* [Task details]:
Write the records out again, precisely as they stand.

* [Data provided]:

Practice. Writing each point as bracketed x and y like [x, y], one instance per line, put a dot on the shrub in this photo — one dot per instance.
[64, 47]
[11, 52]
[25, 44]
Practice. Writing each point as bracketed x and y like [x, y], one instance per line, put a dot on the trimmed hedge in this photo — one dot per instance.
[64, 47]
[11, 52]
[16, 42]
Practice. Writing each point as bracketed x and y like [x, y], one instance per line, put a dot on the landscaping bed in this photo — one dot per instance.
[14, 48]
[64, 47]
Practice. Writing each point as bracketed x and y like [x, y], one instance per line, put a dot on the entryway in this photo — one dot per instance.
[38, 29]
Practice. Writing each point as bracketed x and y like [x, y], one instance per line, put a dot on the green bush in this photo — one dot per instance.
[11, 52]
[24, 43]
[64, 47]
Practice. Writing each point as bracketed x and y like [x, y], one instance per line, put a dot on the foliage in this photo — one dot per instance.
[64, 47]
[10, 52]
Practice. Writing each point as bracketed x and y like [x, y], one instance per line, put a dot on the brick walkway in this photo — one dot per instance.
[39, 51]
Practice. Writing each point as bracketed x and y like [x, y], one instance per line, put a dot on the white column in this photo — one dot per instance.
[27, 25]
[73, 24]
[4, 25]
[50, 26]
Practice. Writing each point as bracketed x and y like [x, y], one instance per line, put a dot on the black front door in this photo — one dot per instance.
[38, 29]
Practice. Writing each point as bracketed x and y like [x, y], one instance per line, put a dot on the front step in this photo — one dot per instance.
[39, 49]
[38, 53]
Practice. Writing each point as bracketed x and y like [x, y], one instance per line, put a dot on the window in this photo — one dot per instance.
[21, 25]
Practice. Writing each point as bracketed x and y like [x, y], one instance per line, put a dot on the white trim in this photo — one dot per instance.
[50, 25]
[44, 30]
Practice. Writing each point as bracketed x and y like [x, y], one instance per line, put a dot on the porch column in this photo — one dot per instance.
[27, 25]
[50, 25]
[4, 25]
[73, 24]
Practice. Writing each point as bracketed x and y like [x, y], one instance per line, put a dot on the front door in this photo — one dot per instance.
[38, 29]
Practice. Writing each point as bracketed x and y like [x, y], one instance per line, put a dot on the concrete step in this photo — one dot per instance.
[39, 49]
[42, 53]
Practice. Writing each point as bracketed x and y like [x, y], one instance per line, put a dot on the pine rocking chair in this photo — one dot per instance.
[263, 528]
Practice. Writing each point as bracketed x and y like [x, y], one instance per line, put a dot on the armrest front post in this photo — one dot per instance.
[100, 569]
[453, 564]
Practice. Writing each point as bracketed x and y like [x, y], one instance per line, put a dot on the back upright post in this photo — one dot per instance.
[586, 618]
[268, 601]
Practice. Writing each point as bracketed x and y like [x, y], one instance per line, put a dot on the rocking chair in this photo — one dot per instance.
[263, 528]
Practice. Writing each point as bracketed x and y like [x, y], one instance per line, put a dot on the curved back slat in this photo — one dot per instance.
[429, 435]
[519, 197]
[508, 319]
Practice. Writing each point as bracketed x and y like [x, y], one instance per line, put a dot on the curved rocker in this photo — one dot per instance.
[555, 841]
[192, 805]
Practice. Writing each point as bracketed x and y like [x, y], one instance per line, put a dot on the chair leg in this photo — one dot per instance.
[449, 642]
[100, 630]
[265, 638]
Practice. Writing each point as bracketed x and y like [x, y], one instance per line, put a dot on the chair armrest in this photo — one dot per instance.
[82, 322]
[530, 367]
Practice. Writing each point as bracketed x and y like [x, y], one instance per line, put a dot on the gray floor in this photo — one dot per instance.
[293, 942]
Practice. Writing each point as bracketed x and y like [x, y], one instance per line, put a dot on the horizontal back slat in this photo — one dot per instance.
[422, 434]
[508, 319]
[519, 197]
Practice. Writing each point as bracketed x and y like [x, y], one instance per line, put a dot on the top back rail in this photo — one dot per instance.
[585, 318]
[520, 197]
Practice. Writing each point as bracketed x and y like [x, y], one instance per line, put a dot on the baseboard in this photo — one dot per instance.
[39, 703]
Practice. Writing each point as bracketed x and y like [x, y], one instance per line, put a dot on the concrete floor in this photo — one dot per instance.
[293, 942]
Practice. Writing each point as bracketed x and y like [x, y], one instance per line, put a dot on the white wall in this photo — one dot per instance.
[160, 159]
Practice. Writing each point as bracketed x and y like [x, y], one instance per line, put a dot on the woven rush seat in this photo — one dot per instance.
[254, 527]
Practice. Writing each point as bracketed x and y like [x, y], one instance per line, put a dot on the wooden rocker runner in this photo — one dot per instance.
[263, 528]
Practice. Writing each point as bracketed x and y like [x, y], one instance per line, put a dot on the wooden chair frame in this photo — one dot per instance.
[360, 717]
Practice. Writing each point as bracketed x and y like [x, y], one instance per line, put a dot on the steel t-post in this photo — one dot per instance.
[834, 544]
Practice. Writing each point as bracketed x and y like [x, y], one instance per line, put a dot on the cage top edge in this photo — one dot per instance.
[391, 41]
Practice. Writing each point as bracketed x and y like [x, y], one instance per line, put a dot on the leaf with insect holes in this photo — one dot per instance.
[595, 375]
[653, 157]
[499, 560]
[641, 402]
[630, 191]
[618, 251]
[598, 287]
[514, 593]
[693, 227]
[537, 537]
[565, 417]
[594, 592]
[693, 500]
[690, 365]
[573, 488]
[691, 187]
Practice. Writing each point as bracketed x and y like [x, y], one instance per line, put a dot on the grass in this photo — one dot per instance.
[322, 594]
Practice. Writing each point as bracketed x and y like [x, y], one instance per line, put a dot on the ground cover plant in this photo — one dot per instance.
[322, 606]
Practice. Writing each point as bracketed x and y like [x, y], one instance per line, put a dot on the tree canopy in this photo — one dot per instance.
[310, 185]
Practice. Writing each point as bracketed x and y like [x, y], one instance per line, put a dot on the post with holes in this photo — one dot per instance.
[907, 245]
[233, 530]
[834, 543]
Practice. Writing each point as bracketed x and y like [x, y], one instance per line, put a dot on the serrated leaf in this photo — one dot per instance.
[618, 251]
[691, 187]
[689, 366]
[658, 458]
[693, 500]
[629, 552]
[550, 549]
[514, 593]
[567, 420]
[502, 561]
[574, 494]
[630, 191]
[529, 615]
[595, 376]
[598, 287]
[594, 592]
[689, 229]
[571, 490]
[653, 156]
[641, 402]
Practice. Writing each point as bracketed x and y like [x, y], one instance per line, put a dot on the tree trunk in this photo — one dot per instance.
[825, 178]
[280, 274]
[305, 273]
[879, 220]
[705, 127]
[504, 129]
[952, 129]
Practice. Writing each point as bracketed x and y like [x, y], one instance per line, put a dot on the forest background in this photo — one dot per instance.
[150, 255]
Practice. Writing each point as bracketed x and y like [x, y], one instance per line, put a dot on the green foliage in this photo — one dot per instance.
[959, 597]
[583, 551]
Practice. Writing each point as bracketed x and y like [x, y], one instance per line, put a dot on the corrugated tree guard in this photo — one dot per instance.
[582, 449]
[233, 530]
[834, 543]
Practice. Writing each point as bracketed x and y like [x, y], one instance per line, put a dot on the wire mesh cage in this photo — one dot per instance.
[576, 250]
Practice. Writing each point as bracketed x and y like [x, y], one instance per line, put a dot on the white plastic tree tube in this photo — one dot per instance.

* [Problem solution]:
Practice. Writing each point as bracketed x and y like [x, y], one instance per line, put a dot on the shrub in this photo — one dot per instance.
[64, 47]
[11, 52]
[25, 44]
Practice. Writing each point as bracketed x and y like [x, y], one instance per line, put a dot on the trimmed hedge in this photo — one dot per instance.
[64, 47]
[11, 52]
[16, 42]
Practice. Writing each point as bracketed x and y like [x, y], one instance per line, put a dot on the landscaping bed in this photo — one dot per instance.
[14, 48]
[64, 47]
Practice. Writing each point as bracketed x and y like [x, y], one instance per line, put a dot on the entryway in this photo — one dot per instance.
[38, 29]
Practice. Writing each point as bracketed x and y like [x, y], one instance per line, put a dot on the green bush in this photo — one dot per instance.
[11, 52]
[24, 43]
[64, 47]
Practice. Writing each point as bracketed x and y like [x, y], one instance per line, put a dot on the foliage in this photo — one dot per instance.
[64, 47]
[10, 52]
Practice. Writing each point as bracketed x and y like [x, y], one instance per line, put a dot on the brick walkway in this photo — one dot per instance.
[39, 51]
Practice. Writing each point as bracketed x and y like [x, y], one instance per line, put a dot on the white column in this photo — one dot per instance.
[27, 25]
[73, 24]
[4, 25]
[50, 26]
Practice. Writing each point as bracketed x and y like [x, y], one instance per line, put a dot on the black front door in this photo — one dot per instance.
[38, 29]
Practice. Writing each point as bracketed x and y like [x, y], one instance per line, put a dot on the front step in this photo — one dot per instance.
[39, 49]
[38, 53]
Practice. Writing each point as bracketed x and y like [x, y], one instance per line, put a dot on the window in this photo — one dot per instance.
[21, 25]
Practice. Writing each point as bracketed x and y like [x, y], one instance per line, put a dot on the white trim in this photo — one dot per instance.
[50, 25]
[44, 30]
Practice. Writing each point as bracketed x and y like [x, y], one instance per line, put a dot on the porch column in this photo — one dot per instance.
[27, 25]
[50, 25]
[4, 25]
[73, 24]
Practice. Writing each point as bracketed x and y like [x, y], one instance per line, put a dot on the front door in this photo — one dot per instance.
[38, 29]
Practice. Writing each point as bracketed x and y like [x, y], one instance per line, put a dot on the concrete step in this photo — one dot per instance.
[39, 49]
[42, 53]
Practice. Writing each point as bracketed x and y like [x, y], one instance per line, put a dot on the pine rocking chair in this photo — one dot per instance.
[263, 528]
Practice. Writing each point as bracketed x and y like [x, y], one instance per line, put a dot on the armrest front post in this photo — one dot per instance.
[100, 569]
[453, 564]
Practice. Writing each point as bracketed x and y like [x, y], one instance per line, put a dot on the back upright post in this photo — one dot per instance.
[586, 618]
[268, 601]
Practice. Writing each point as bracketed x and y like [x, y], one instance per line, put a dot on the rocking chair in this photo — one dot per instance.
[263, 528]
Practice. Writing each point as bracketed x and y like [x, y], one instance per line, put a dot on the curved back slat in this photo — one dot per instance.
[429, 435]
[519, 197]
[508, 319]
Practice. Writing each point as bracketed x and y like [x, y], one instance per line, put a dot on the curved rocker in this photo — one dot per instance.
[555, 841]
[192, 805]
Practice. Writing each point as bracketed x and y like [x, y], one instance per line, put a dot on the chair leg in this photo — one dot per instance.
[449, 642]
[100, 630]
[265, 638]
Practice. Writing each point as bracketed x and y like [x, y], one instance per line, put a dot on the chair armrest in this photo — one dot per instance.
[82, 322]
[530, 367]
Practice. Writing each point as bracketed x and y like [x, y], one instance per line, put a dot on the gray floor in this photo — one dot per instance.
[293, 942]
Practice. Writing each point as bracketed x and y like [x, y], one instance per line, put a dot on the horizontal back slat in this photo — one dot per instance.
[422, 434]
[508, 319]
[519, 197]
Practice. Writing each point as bracketed x and y like [x, y], one instance per line, put a dot on the top back rail in this photo — one dot per instance.
[585, 318]
[520, 197]
Practice. Writing each point as bracketed x and y like [x, y], one instance per line, put a dot on the baseboard in this photo — one dot per instance.
[39, 703]
Practice. Writing each point as bracketed x and y like [x, y], one instance per line, put a dot on the concrete floor in this photo — one dot per instance.
[293, 942]
Practice. Writing each point as bracketed x and y like [x, y], one instance per line, put a dot on the white wall in this photo — one dot per instance.
[160, 159]
Practice. Writing each point as bracketed x and y like [x, y], one instance per line, put a dot on the woven rush seat in this photo — one dot per instance.
[254, 527]
Practice. Writing each point as bracketed x and y like [x, y], one instance per line, put a dot on the wooden rocker runner in this photo — one dot per instance.
[263, 528]
Practice. Writing each point as bracketed x and y like [x, y], one instance per line, put a dot on the wooden chair frame in this photo — one dot per instance.
[360, 717]
Practice. Writing each point as bracketed x and y like [x, y], one instance per line, put a dot on the steel t-post in this photo — one dot per instance.
[834, 544]
Practice. Writing each point as bracketed x and y like [x, y], one instance per line, put a dot on the cage top edge in this photo — one dot per instance.
[391, 41]
Practice. Writing each point as bracketed x and y like [x, y], one instance per line, put a dot on the leaf with insect holes in this photo — one dot per instance.
[595, 375]
[653, 157]
[499, 560]
[641, 402]
[630, 191]
[618, 251]
[598, 287]
[514, 593]
[693, 227]
[537, 537]
[565, 417]
[594, 592]
[693, 500]
[690, 365]
[573, 488]
[691, 187]
Practice. Writing each point as bracketed x and y like [x, y], one instance per line, put a dot on the grass in this photo — one dot per instance.
[322, 594]
Practice. Writing each point as bracketed x and y like [x, y], one instance per line, put a dot on the ground cover plant in this photo — one dot per instance.
[322, 606]
Practice. Writing each point as bracketed x and y like [x, y], one instance per line, put a dot on the tree canopy in this photo — one dot per instance.
[310, 185]
Practice. Writing each point as bracketed x and y like [x, y], one instance per line, put a dot on the post with holes in this photo — one dot per instance.
[907, 245]
[233, 530]
[834, 543]
Practice. Writing each point as bracketed x and y like [x, y], one instance per line, put a dot on the serrated leaf in this photo — one dot per instance.
[618, 251]
[691, 187]
[689, 366]
[658, 458]
[693, 500]
[629, 552]
[550, 549]
[514, 593]
[567, 420]
[502, 561]
[574, 494]
[630, 191]
[529, 615]
[595, 376]
[598, 287]
[594, 592]
[689, 229]
[571, 490]
[653, 156]
[641, 402]
Practice. Writing each point as bracketed x and y like [x, y], one instance per line, put a dot on the tree trunk in this photo — one dot per instance.
[825, 178]
[280, 274]
[305, 273]
[879, 220]
[705, 127]
[504, 129]
[952, 129]
Practice. Writing each point as bracketed x and y like [x, y], one instance per line, put a dot on the forest background in this photo — one dot per instance.
[150, 255]
Practice. Writing each point as bracketed x and y like [x, y], one instance per line, put a dot on the green foliage in this photo — one dot per instance.
[959, 597]
[583, 551]
Practice. Writing each point as bracketed x and y like [x, y], one instance per line, put a dot on the corrugated tree guard in this photo — one dot per instance.
[582, 449]
[233, 530]
[834, 543]
Practice. Writing each point as bracketed x and y like [x, y], one instance per line, put a dot on the wire mesh cage in this photo — one dot per instance.
[576, 250]
Practice. Writing each point as bracketed x and y like [x, y], one instance per line, put a dot on the white plastic tree tube in this photo — one dot per instance.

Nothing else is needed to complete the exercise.